● TASK DIRECTIONS
Print the passage of the RPA text below word for word, from "The impacts of" up to and including "shared service centers.".

● GIVEN TEXT

Local businesses have been operating based on traditional service delivery models, that’s why with the advent of Intelligent Automation, the Philippines found itself in the middle of a far-reaching reinvention of the workplace. Companies in the Philippines have started to experiment with an up and coming technology based on intelligent processing capabilities that were fast taking over transactional activities, and are already seeing productivity gains.

Known as Robotic Process Automation (RPA), this new software-based, virtual robots are now being used to automate manual, time-consuming, rules-based office tasks more quickly and cheaply. These robots sit on top of existing systems to execute structured and repetitive tasks that are usually performed by humans.

RPA allows departments and business units within an enterprise to digitize processes which result in reduced human errors, effective time savings, and operational improvements. Many computer-based tasks like data extracting, report validating, and filing can be automated, with no to little complex programming required.

The impacts of this technology are commonly realized across multiple sectors such as banking, finance, healthcare, insurance, medical care industries, and shared service centers.


RPA Training for Beginners
RPA Training for Beginners


A major pillar of the Philippine economy is the information technology and business process management sector, generating millions of jobs in contact centers, business process outsourcing, and offshore service delivery. In fact, the Philippines is one of the top business process outsourcing (BPO) countries in the world according to a number of research studies published by consulting firms in recent years. The Information Technology and Business Process Association of the Philippines also provided data on how BPOs and shared service centers have rapidly grown in the National Capital Region and have also reached the other regions.

With a large number of shared services, outsourcing, and other huge multinational companies quickly adopting and exploring RPA, some wary of its supposed “threats.” A usual question arises – will humans be replaced by programs that can automate their jobs?

Rather than spelling disaster for industries that rely heavily on human interventions, RPA advocates a real opportunity. Pilot automation projects can be completed in one to three weeks, depending on the complexity of the process. RPA tools are best used in automating transactional, routine jobs. This means a quicker return on investment and greater flexibility. Software-based bots save people time and effort so they can focus on more productive and relevant tasks.

● DATA FOR ANALYSIS
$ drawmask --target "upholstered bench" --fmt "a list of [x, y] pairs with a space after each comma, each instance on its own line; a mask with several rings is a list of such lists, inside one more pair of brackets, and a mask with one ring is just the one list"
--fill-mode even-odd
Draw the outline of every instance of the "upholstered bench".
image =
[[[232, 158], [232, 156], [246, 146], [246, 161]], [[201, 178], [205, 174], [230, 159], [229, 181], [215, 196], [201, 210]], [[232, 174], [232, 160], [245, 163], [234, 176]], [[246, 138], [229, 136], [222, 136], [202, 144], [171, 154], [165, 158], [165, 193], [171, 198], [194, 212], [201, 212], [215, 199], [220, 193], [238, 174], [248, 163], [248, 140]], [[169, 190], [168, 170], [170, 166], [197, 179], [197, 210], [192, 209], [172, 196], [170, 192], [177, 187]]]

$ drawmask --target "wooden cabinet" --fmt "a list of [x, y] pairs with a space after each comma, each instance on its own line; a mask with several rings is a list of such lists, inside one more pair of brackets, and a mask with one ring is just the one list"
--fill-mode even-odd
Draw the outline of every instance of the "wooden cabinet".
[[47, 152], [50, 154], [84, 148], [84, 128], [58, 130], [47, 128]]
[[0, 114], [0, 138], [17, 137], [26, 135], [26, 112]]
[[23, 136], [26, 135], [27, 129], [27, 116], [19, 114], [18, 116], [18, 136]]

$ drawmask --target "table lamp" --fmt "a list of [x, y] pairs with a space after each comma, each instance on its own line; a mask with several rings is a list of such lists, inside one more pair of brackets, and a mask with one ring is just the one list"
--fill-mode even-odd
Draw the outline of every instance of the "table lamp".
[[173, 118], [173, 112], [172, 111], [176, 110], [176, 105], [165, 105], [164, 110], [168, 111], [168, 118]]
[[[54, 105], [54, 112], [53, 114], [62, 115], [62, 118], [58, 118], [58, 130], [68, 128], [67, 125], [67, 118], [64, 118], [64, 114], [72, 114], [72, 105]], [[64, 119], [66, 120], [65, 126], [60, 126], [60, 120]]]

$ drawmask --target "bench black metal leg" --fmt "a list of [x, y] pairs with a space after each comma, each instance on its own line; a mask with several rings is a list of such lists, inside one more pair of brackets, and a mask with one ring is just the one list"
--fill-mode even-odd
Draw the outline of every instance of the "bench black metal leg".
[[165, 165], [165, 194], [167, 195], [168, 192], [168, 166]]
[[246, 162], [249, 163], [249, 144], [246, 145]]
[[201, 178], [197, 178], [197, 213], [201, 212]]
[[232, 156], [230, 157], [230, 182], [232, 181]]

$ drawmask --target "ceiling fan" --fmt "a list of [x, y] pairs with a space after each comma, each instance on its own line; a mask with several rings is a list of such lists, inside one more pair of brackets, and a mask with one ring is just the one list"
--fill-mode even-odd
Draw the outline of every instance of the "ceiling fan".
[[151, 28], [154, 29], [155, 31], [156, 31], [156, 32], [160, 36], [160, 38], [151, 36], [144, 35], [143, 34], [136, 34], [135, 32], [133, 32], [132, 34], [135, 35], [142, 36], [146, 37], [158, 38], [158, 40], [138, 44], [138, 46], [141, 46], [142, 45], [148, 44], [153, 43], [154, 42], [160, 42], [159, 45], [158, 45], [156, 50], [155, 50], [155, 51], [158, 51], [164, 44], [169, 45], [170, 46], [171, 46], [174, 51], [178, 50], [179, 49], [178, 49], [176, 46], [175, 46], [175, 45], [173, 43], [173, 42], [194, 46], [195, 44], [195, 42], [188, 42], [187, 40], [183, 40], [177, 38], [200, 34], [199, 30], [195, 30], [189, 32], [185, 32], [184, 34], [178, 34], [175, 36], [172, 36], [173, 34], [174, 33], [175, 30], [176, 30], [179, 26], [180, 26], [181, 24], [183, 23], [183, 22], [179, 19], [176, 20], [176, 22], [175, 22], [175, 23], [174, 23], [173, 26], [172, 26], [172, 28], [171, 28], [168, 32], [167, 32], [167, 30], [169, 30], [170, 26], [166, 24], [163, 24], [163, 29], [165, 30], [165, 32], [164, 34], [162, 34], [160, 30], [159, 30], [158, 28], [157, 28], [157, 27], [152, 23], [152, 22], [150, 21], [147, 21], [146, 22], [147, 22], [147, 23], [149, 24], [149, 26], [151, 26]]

● YOUR RESPONSE
The impacts of this technology are commonly realized across multiple sectors such as banking, finance, healthcare, insurance, medical care industries, and shared service centers.